• **PROBLEM DESCRIPTION**:
Please find every line in the entries below that contains the string "enclosure", and copy it.

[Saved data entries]
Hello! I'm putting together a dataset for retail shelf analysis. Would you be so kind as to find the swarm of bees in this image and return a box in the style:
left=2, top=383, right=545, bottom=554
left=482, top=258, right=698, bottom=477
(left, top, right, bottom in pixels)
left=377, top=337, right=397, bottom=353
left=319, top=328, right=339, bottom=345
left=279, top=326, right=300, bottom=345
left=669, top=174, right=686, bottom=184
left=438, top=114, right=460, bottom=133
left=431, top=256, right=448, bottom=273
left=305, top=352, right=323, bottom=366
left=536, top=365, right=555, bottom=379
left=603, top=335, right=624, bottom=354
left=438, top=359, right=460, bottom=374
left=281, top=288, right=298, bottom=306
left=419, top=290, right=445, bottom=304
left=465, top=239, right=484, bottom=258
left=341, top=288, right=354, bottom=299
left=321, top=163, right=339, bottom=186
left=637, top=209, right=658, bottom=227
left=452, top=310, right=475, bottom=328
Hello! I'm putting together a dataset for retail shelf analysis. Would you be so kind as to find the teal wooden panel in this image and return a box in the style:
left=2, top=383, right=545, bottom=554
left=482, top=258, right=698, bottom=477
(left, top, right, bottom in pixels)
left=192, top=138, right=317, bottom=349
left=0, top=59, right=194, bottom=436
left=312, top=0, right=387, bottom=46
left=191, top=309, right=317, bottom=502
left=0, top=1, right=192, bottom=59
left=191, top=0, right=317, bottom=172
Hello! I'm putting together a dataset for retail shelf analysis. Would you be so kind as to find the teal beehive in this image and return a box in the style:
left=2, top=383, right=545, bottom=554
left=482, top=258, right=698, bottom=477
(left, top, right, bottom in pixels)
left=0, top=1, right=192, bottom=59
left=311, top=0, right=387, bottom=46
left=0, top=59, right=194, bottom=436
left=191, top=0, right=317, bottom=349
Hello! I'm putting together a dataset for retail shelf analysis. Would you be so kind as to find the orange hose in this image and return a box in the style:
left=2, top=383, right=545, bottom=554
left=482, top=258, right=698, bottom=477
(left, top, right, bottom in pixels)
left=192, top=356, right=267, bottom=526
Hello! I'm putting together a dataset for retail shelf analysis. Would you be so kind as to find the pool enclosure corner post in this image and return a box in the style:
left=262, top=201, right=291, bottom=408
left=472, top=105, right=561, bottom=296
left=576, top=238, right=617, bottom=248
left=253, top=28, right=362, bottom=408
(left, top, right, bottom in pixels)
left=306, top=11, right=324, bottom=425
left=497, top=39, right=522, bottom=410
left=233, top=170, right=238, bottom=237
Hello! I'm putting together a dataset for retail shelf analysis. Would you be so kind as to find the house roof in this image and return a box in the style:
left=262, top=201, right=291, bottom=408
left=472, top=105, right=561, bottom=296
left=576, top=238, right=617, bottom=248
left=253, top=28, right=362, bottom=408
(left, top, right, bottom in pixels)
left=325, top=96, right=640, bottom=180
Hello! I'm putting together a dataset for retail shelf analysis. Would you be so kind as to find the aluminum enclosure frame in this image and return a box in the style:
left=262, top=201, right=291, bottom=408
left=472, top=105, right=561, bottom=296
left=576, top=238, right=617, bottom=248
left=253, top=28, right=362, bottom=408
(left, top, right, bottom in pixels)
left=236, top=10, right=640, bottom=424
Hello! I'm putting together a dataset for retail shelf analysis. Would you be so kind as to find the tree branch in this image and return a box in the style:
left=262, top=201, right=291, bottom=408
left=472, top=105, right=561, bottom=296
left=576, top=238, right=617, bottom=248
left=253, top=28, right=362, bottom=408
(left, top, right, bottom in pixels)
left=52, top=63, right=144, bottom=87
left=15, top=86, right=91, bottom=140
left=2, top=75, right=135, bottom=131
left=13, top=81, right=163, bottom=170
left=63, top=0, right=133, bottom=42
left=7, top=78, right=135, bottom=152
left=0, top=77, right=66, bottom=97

• **EXERCISE ANSWER**:
Hello! I'm putting together a dataset for retail shelf analysis. Would you be so kind as to find the pool enclosure corner post in this image and return a box in the style:
Hello! I'm putting together a dataset for retail shelf analysis. Would you be so kind as to find the aluminum enclosure frame in this image and return a box in the style:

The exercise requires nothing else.